## Begin
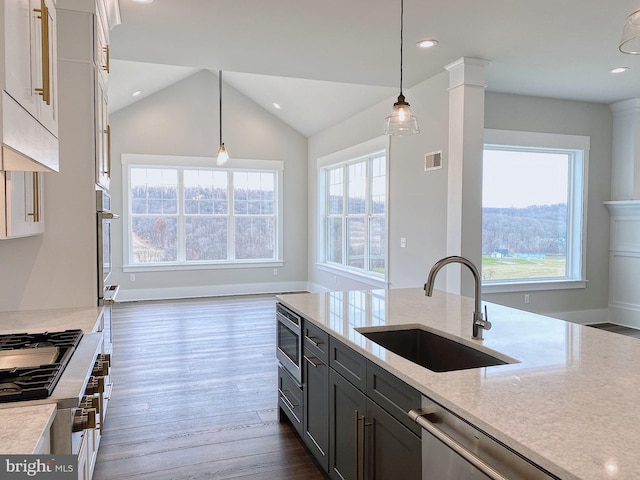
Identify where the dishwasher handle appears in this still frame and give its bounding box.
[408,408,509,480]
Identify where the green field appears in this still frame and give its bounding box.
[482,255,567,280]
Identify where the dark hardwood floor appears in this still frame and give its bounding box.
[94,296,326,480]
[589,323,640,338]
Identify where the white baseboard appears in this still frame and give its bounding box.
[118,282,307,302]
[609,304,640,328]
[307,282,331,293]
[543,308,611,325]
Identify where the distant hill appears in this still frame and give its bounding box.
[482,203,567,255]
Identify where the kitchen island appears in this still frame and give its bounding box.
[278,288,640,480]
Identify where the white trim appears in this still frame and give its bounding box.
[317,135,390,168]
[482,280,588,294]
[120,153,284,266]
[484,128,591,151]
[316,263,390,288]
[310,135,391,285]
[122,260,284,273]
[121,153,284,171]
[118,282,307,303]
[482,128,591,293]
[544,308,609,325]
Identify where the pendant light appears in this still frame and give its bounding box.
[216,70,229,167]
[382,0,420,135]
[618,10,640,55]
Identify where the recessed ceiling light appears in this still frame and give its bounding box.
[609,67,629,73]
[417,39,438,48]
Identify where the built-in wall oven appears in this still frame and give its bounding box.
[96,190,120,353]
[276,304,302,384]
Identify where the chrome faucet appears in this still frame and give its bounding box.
## End
• WHAT YOU WILL DO: Reformat the data from the line containing "Identify where the white trim" through the line containing "[544,308,609,325]", inclusive, as a numbered list, skipping any blank lines.

• ANSWER BELOW:
1. Identify where the white trim appears in this still frame and give its bounding box.
2. [317,135,390,168]
3. [482,280,588,294]
4. [120,153,284,266]
5. [484,128,591,151]
6. [316,263,390,288]
7. [310,135,391,285]
8. [122,260,284,273]
9. [121,153,284,171]
10. [118,282,307,303]
11. [482,128,591,293]
12. [544,308,609,325]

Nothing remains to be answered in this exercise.